Point-per-instance localization data
-.-.-

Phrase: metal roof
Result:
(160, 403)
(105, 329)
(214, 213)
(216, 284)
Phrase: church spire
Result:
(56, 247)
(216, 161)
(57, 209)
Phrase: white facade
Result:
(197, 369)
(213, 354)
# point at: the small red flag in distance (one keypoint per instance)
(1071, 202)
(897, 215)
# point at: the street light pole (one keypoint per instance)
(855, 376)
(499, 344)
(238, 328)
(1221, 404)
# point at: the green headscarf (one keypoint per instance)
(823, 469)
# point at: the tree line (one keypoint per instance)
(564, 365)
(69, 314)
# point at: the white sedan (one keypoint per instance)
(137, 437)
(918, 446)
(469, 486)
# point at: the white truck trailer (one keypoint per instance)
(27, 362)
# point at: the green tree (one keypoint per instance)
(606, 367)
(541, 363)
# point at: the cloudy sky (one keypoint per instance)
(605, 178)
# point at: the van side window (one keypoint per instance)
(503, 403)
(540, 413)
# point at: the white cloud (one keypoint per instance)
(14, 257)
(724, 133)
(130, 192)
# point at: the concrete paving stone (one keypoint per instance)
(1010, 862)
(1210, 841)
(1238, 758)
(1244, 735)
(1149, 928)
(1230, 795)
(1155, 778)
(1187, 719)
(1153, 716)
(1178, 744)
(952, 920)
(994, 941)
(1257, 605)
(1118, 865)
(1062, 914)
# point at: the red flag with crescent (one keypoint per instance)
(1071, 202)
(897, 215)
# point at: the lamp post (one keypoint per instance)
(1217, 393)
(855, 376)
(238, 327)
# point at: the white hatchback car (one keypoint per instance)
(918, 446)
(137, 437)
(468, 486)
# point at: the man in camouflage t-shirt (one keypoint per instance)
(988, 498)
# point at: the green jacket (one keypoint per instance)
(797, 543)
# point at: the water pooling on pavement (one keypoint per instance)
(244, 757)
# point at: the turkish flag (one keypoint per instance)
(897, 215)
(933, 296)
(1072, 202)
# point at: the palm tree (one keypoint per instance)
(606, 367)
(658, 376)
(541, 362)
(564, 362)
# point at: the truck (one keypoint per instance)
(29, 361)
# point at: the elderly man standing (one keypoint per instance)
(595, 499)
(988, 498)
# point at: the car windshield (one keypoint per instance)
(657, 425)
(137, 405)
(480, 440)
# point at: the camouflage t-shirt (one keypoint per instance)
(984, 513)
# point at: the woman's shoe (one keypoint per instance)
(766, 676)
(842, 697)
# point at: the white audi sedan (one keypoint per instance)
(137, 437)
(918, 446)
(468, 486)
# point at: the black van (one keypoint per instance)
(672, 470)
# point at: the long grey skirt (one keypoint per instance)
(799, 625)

-.-.-

WHAT TO PRODUCE
Repeat the data in its entirety, exactly as written.

RESPONSE AREA
Phrase: metal roof
Result:
(160, 403)
(105, 329)
(214, 213)
(216, 284)
Phrase: church spire
Result:
(56, 247)
(216, 161)
(57, 209)
Phrase: white facade
Result:
(197, 369)
(213, 354)
# point at: the small red flag in distance (one keypoint per instance)
(1071, 202)
(897, 215)
# point at: the street light pole (one keypoint per instance)
(855, 376)
(499, 344)
(238, 328)
(1221, 404)
# point at: the green headscarf (one keypoint per instance)
(823, 469)
# point at: the tree line (one keypoint per instance)
(564, 365)
(69, 314)
# point at: the white sedan (one keypoint per instance)
(137, 437)
(918, 446)
(469, 486)
# point at: the white truck trailer (one keypoint per instance)
(27, 362)
# point at: the green tree (one keypoint per instance)
(606, 367)
(541, 363)
# point at: the cloudy sky (one keypoint per instance)
(605, 178)
# point at: the van side window (one keypoint per instance)
(503, 403)
(540, 413)
# point at: the white cloud (one keypoint per instance)
(14, 257)
(724, 133)
(130, 192)
# point at: the concrete paving stone (one keypoint per instance)
(1010, 862)
(1210, 841)
(1238, 758)
(1244, 735)
(1149, 928)
(1230, 795)
(1155, 778)
(1187, 719)
(1153, 716)
(1178, 744)
(952, 920)
(994, 941)
(1257, 605)
(1118, 865)
(1062, 914)
# point at: the red flag with crescent (one keypoint per instance)
(1071, 202)
(897, 215)
# point at: the lamp post (one keypoint per instance)
(1217, 393)
(855, 376)
(238, 327)
# point at: the white hatchback car (one keypoint per instance)
(918, 446)
(137, 437)
(468, 486)
# point at: the man in camouflage t-shirt (one keypoint per instance)
(988, 498)
# point at: the green jacket (one keypoint per instance)
(797, 543)
# point at: the water pooling on pavement (one keypoint per instance)
(244, 757)
# point at: the turkish flag (one keypoint per instance)
(897, 215)
(933, 296)
(1072, 202)
# point at: the palm tree (one keypoint per instance)
(606, 367)
(658, 376)
(541, 362)
(564, 362)
# point at: the truck (one keypoint per instance)
(29, 361)
# point at: the elderly man standing (one keypoint per instance)
(595, 499)
(988, 498)
# point at: the car windshield (one keypoint per instance)
(657, 425)
(137, 405)
(480, 440)
# point at: the camouflage t-shirt (one keypoint per instance)
(984, 513)
# point at: the woman's shoe (one keypoint per instance)
(766, 676)
(842, 697)
# point at: the white audi sedan (one keypoint per instance)
(137, 437)
(918, 446)
(468, 486)
# point at: the black van (one keypoint per instance)
(672, 470)
# point at: the long grey skirt (one keypoint per instance)
(799, 625)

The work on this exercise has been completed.